**Objective**
Lines from the one containing "Where can you spot the street" through the last line of the data are to be repeated word for word, both ends included.

(Position identification records)
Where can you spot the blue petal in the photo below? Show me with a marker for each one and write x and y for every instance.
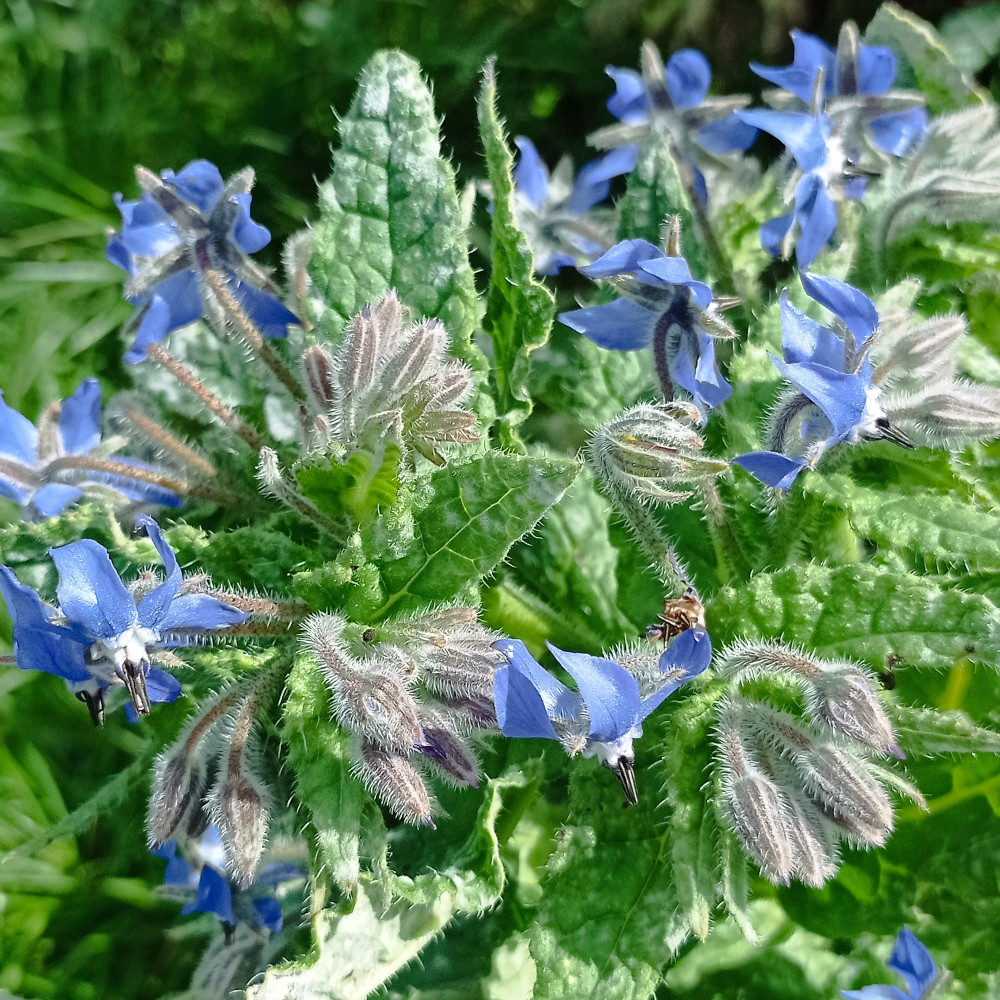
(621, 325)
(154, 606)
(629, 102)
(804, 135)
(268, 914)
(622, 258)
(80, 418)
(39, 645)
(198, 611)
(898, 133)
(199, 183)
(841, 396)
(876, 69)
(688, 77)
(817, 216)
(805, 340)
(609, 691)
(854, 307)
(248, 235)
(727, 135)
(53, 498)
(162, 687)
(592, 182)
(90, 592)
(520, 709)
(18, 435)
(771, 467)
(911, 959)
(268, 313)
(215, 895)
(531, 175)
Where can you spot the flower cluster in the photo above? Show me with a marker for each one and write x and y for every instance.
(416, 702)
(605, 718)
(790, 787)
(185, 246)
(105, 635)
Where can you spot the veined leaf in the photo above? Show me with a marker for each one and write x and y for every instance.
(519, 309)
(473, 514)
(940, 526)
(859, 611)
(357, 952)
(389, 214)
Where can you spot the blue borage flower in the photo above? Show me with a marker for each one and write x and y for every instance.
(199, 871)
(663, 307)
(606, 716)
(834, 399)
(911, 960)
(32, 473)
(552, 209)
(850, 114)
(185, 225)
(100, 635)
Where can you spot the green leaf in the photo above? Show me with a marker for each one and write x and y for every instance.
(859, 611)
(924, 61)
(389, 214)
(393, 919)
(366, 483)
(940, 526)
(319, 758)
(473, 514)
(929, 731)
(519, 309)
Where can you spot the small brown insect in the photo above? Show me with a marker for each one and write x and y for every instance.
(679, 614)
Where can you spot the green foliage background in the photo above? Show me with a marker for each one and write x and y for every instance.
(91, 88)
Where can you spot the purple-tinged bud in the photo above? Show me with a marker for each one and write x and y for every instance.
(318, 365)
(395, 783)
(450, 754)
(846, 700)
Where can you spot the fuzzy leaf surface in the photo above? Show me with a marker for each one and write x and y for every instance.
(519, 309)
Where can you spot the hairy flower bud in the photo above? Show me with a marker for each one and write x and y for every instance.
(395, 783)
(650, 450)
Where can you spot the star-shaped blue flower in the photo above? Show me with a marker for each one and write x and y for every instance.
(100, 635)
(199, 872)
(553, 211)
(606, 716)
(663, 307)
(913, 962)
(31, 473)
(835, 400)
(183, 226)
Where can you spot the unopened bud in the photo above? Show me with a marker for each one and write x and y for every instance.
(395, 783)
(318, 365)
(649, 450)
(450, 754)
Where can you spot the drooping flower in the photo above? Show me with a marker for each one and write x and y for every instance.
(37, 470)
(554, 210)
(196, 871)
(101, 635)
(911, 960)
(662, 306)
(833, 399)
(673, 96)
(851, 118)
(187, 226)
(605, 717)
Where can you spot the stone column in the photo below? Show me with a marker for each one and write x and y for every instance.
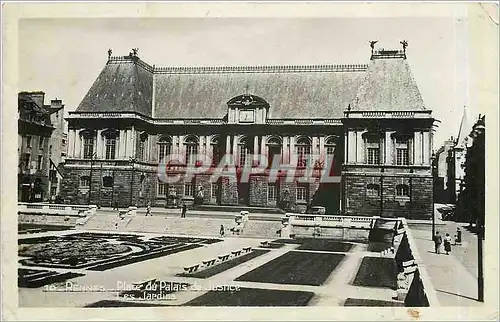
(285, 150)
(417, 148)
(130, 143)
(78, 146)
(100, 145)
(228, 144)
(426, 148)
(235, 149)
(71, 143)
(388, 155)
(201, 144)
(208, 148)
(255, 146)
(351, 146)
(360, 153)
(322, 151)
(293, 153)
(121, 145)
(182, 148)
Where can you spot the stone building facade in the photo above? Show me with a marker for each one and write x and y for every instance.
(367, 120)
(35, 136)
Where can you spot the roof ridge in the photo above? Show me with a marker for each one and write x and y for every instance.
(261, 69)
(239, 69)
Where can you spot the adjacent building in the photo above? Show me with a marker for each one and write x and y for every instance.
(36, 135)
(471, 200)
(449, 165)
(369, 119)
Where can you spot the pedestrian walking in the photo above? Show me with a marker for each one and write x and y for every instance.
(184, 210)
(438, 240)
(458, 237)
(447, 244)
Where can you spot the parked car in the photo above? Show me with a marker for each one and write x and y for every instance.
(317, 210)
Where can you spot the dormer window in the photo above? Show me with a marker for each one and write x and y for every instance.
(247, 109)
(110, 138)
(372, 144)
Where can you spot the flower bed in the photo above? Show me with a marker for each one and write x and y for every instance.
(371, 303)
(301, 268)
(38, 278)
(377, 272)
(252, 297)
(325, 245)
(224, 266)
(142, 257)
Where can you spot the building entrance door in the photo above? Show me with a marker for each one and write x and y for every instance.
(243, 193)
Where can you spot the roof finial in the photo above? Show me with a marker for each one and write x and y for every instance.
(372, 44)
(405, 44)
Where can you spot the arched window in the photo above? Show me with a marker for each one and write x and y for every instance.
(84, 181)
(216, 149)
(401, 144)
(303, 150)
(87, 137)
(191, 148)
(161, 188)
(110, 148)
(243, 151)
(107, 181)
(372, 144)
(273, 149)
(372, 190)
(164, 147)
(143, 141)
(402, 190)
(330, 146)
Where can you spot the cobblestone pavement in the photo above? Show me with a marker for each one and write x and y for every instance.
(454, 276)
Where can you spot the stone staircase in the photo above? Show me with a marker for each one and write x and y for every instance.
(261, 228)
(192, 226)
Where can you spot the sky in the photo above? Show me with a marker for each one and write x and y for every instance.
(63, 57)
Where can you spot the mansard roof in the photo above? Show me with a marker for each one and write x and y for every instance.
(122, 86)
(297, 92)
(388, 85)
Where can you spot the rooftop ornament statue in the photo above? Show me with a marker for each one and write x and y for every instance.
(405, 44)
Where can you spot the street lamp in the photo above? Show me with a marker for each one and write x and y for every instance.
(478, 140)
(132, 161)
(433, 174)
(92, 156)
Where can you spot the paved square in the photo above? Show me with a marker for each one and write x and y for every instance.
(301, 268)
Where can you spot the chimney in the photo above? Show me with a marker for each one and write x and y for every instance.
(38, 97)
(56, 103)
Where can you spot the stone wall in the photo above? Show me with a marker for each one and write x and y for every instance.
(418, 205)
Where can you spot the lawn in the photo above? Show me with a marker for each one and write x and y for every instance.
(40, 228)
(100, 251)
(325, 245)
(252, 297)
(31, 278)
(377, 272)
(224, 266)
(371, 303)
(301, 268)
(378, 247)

**Answer for the task**
Where can you spot the street lamp in the photo above? Show me with a marker for each one and write x and y for every instance.
(478, 140)
(132, 161)
(433, 174)
(92, 156)
Where can you spot the paved square in the photo above? Show me with a marker for each one and write x and y for every instance.
(301, 268)
Where can you spot the chimney in the photo above? Show me with a marker for each one and write x and y for every instance.
(38, 97)
(56, 103)
Where can you spot the stone wall in the photo above? Show me with a marker for each one and write x and y for every instance.
(418, 205)
Where can you spot the lawn in the photo above? Show me with a marker for each one and write x and y for every instance.
(40, 228)
(100, 251)
(325, 245)
(252, 297)
(31, 278)
(377, 272)
(224, 266)
(371, 303)
(301, 268)
(378, 247)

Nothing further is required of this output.